▶ _DIRECTION_: Extract every line below verbatim, leaving the picture out of your answer.

----

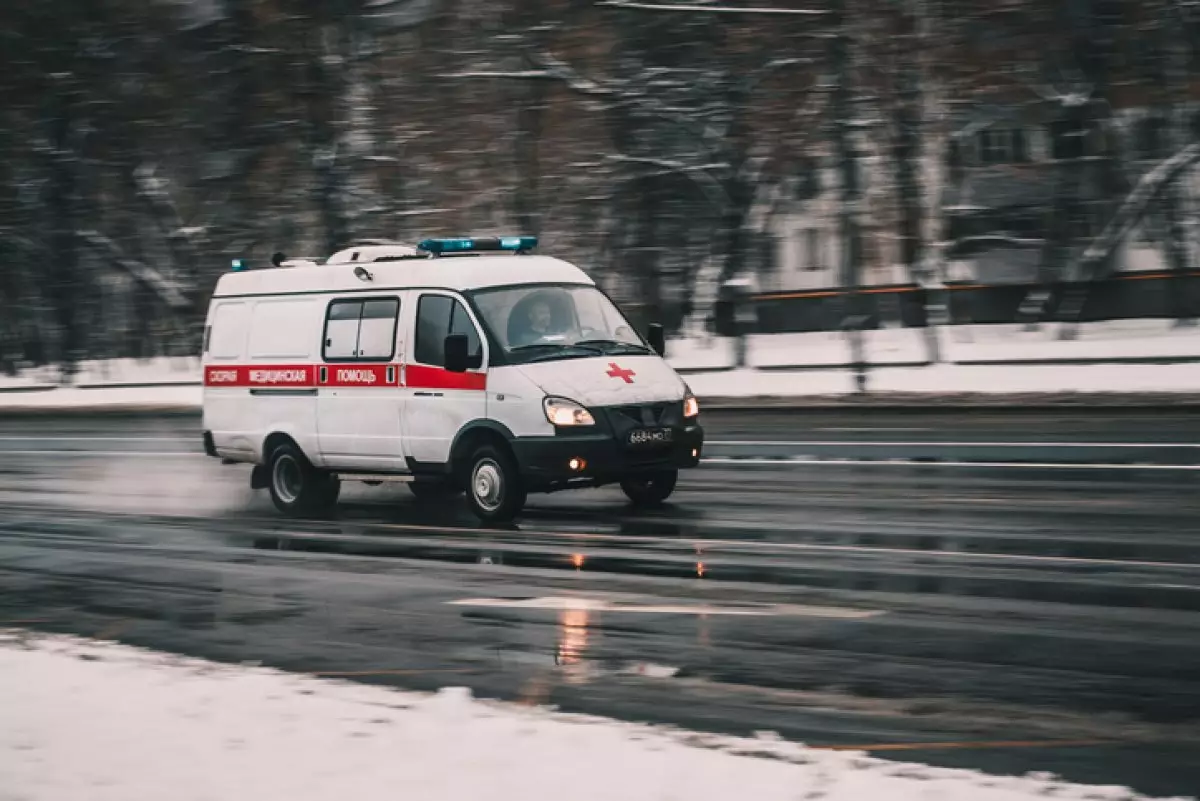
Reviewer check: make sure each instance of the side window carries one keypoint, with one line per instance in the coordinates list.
(461, 323)
(361, 330)
(432, 326)
(342, 330)
(438, 315)
(377, 332)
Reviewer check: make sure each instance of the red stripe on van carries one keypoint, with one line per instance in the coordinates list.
(358, 374)
(261, 375)
(423, 377)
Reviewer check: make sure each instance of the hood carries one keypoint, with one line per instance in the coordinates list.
(601, 380)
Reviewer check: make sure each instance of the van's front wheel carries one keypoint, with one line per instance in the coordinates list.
(651, 488)
(495, 489)
(297, 487)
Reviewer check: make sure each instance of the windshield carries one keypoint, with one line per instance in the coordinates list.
(540, 323)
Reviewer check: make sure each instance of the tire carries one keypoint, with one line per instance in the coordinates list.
(651, 488)
(297, 487)
(495, 489)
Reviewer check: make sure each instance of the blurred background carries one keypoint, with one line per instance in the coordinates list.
(837, 163)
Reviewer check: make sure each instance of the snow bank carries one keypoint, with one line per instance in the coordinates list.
(91, 722)
(963, 343)
(955, 379)
(895, 354)
(113, 371)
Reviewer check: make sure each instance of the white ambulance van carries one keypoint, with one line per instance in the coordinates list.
(463, 365)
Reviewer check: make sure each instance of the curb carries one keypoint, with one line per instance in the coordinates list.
(911, 402)
(940, 402)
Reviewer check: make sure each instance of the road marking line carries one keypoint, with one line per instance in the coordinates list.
(947, 444)
(916, 463)
(93, 439)
(976, 744)
(871, 428)
(597, 604)
(385, 672)
(106, 453)
(112, 630)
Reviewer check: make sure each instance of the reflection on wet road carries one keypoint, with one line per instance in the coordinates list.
(1037, 601)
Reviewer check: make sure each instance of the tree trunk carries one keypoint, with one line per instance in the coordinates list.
(906, 154)
(850, 199)
(63, 206)
(328, 168)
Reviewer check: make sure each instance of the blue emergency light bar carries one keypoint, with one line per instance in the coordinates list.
(439, 246)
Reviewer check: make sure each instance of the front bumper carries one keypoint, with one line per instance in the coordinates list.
(545, 462)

----

▶ _RIGHT ANSWER_:
Reviewer check: make sure each instance of the side window carries one keypoint, with one line per instance in the coordinates list.
(461, 323)
(361, 330)
(432, 326)
(342, 330)
(438, 315)
(377, 332)
Reviewer check: make sure each instance of the red stripe on van carries one keypoint, with one line per instance in the coordinates list.
(358, 374)
(261, 375)
(423, 377)
Reviewer check: make sure each instance of the hood carries one keypoint, with one line per instance in the coordinates list.
(601, 380)
Reviewer check: make sure each instance of the van's front wheel carries one keypoint, with one line per instance in the coordinates list.
(651, 488)
(495, 489)
(297, 487)
Reviewer check: make sure each instance of the windshield carries one keypoint, with one line per instance in the coordinates list.
(540, 323)
Reviewer check: make sure each instance of the tire carries one keypoint, with one line per instance in the coordinates list.
(651, 488)
(297, 487)
(495, 489)
Reviewer check: make sure each instance of the blurred background carries one keypoint, with one line per instance in the coordinates list.
(837, 163)
Reviewer check: make sure each instance of the snow bank carries one keypoint, with one line per instance in the coordinates list.
(91, 722)
(963, 343)
(955, 379)
(895, 354)
(113, 371)
Reviewer check: make sure each instance of the white ambulance van carries one keypoint, with one line per instance in the coordinates list.
(463, 365)
Reviewer check: make sure each instance of the curb carries one keypoint, with one line per instance in the coordinates list.
(911, 402)
(940, 402)
Reviewer check: make sure each instance of the road marking line carries one keypoint, with one line per instance in the coordinates list.
(947, 444)
(916, 463)
(93, 439)
(976, 744)
(871, 428)
(597, 604)
(385, 672)
(106, 453)
(112, 630)
Reviewer check: make sure each instance of the reflection on wet road carries one keypoint, with one line per instance in the coordinates list.
(1037, 601)
Reviewer check: make sure each instance of the tree trunk carries one keypoint, with one line per instance in the coordinates list.
(906, 154)
(850, 199)
(63, 206)
(328, 168)
Reviewer check: make sure each instance of the blue emergency light bar carries one keypoint, with one line per instance in the coordinates list.
(439, 246)
Reviewer check: make sure each instance of the front bumper carries one keypoint, with one line per instance in the coordinates list.
(545, 462)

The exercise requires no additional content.